PASSAGE PROVIDED start
From 1946, the Nyasaland African Congress received financial and political support from Hastings Banda, then living in Britain. Despite this support, Congress grew slowly at first, until it was reanimated by new Southern Rhodesian proposals for amalgamation and a decrease in membership fees. By 1953 it had around 5,000 members. Post-war British governments of both main parties agreed to a federal solution for Central Africa, not the full amalgamation that the Southern Rhodesian government preferred, and the Federation of Rhodesia and Nyasaland was pushed through in 1953 against very strong African opposition. The main African objections to the Federation were summed up in a joint memorandum prepared by Hastings Banda for Nyasaland and Harry Nkumbula for Northern Rhodesia in 1951. These were that political domination by the white minority of Southern Rhodesia would prevent greater African political participation and that control by Southern Rhodesian politicians would lead to an extension of racial discrimination and segregation. After the Federation was imposed, the Nyasaland African Congress promoted a campaign of non-violent resistance. However, the Nyasaland government reacted to the Cholo disturbances of August and September 1953, where the Congress campaign may have been a factor in addition to local land issues, by threatening the President of Congress and forcing him to end it. This lost Congress much of its support and its membership fell to only four or five hundred until the party's revival in 1956.

==Prelude==

===Congress radicalised===
In 1955, the Colonial Office agreed to the suggestion of the Governor, Geoffrey Colby, that African representation on Nyasaland's Legislative Council should be increased from three to five members, and that the African members should no longer be appointed by the governor, but nominated by Provincial Councils. These councils were largely composed of chiefs but, as their members were receptive to popular wishes, this allowed the Provincial Councils to nominate Congress members to the Legislative Council. In 1956, Henry Chipembere and Kanyama Chiume, two young radical members of Congress, were nominated together with three moderates who broadly supported Congress aims. This success led to rapid growth in Congress membership in 1956 and 1957. Between April 1956 and October 1957, a concerted recruitment drive increased party membership from around 1,000 to over 13,000.

Several of the younger members of the Nyasaland African Congress had little faith in the ability of its leader, T D T Banda, who had only succeeded the veteran Congress leader James Frederick Sangala in January 1957, because of his weak performance when discussing possible constitutional changes with a government representative in September and October 1957. They also accused of dishonesty in misappropriating Congress funds, and wished to replace him with Dr Hastings Banda then living in the Gold Coast. Dr Banda announced he would only return if given the presidency of Congress: after this was agreed he returned to Nyasaland in July 1958 and T D T Banda was ousted. Dr Banda was absolutely opposed to the Federation, but otherwise quite moderate and far less radical than the younger Congress members.
PASSAGE PROVIDED end
DATASET ENTRIES start
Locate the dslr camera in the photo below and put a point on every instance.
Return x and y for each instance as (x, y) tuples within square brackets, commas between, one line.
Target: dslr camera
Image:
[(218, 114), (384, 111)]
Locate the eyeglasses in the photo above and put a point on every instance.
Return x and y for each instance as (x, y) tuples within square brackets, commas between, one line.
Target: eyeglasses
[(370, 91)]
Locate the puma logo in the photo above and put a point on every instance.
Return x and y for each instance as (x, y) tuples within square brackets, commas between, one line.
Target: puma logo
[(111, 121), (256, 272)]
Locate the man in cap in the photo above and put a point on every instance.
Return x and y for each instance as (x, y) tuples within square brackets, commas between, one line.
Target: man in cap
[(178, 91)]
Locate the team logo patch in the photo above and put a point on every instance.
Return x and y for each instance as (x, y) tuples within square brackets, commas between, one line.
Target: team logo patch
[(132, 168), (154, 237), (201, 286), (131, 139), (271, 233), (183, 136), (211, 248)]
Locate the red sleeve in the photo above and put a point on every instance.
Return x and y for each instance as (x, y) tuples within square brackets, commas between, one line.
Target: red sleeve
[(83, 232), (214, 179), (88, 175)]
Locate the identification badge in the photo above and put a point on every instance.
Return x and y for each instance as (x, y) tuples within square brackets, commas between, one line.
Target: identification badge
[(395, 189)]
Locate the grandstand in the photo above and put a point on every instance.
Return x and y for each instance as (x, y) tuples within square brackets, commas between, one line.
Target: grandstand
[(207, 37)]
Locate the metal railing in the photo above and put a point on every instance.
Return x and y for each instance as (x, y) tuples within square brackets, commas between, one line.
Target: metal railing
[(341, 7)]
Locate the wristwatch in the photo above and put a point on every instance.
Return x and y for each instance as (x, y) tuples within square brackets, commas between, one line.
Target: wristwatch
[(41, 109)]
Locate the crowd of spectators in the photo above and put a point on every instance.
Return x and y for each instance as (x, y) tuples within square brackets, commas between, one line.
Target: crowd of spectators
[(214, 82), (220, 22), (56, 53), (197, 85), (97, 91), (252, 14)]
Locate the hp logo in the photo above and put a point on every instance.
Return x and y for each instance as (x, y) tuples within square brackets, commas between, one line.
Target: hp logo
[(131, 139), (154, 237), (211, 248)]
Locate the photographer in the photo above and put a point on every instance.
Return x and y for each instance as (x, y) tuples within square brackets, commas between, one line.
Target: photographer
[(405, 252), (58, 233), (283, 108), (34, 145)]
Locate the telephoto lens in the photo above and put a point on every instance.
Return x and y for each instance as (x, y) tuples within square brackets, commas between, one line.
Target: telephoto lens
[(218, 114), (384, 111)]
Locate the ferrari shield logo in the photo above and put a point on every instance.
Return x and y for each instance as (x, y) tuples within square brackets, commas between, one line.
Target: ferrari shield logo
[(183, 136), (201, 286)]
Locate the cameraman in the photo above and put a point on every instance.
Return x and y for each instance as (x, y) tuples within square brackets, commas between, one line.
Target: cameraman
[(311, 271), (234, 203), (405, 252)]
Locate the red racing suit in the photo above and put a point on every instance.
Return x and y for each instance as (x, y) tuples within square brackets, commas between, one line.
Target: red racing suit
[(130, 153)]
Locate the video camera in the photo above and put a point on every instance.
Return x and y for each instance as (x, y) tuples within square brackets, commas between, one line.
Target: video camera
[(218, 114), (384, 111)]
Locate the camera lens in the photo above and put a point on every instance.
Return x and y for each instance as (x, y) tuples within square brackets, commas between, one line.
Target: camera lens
DATASET ENTRIES end
— REQUIRED TASK A —
In the Nyasaland passage, why did several younger Congress members have little faith in T D T Banda's ability as leader? Answer in one to three sentences.
— REQUIRED TASK B —
Answer these questions from the Nyasaland passage, one per line:
(i) About how many members did Congress have by 1953?
(ii) Who prepared the 1951 joint memorandum on behalf of Northern Rhodesia?
(iii) In what month and year did Dr Hastings Banda return to Nyasaland?

— FULL OUTPUT A —
The passage attributes their lack of faith to his weak performance in discussions of possible constitutional changes with a government representative in September and October 1957.

— FULL OUTPUT B —
(i) Around 5,000
(ii) Harry Nkumbula
(iii) July 1958